Segment Start: Records shown

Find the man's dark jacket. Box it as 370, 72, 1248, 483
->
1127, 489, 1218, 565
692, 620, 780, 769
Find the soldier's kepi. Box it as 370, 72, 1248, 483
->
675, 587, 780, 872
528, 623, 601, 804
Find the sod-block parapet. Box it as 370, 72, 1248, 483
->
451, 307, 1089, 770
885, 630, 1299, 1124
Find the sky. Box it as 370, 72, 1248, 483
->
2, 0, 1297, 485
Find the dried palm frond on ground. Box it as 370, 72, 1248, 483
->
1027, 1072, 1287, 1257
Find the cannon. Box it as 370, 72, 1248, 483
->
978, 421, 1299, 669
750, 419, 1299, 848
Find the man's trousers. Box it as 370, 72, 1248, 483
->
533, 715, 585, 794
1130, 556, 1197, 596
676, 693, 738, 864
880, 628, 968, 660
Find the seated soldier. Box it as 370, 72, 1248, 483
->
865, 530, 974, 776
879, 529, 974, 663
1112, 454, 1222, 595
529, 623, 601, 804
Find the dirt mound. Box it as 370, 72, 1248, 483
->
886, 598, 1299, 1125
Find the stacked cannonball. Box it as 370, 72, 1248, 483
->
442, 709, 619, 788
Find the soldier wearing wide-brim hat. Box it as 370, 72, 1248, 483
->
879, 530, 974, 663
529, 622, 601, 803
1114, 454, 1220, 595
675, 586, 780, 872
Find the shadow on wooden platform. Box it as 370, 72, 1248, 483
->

Segment End: Records shown

From the records above, print only the lines between the one holding "Find the cannon. Box it as 370, 72, 1248, 483" and the one holding "Find the soldier wearing", inclusive, exactly as they stand.

Exercise solution
Find the cannon. Box it as 370, 72, 1248, 483
->
978, 421, 1299, 669
750, 419, 1299, 848
Find the man's trousers. Box it as 370, 72, 1248, 483
->
533, 715, 585, 794
1130, 556, 1197, 596
676, 693, 738, 864
880, 628, 968, 660
Find the seated soldier. Box it as 370, 72, 1248, 483
->
865, 530, 974, 776
879, 529, 974, 663
1112, 454, 1222, 595
529, 623, 601, 804
Find the dirt mound. Box it as 370, 72, 1248, 483
->
886, 598, 1299, 1125
Find the stacked cannonball. Box it as 370, 72, 1248, 483
->
442, 709, 619, 788
Find the soldier wearing wide-brim hat. Box it as 370, 72, 1248, 483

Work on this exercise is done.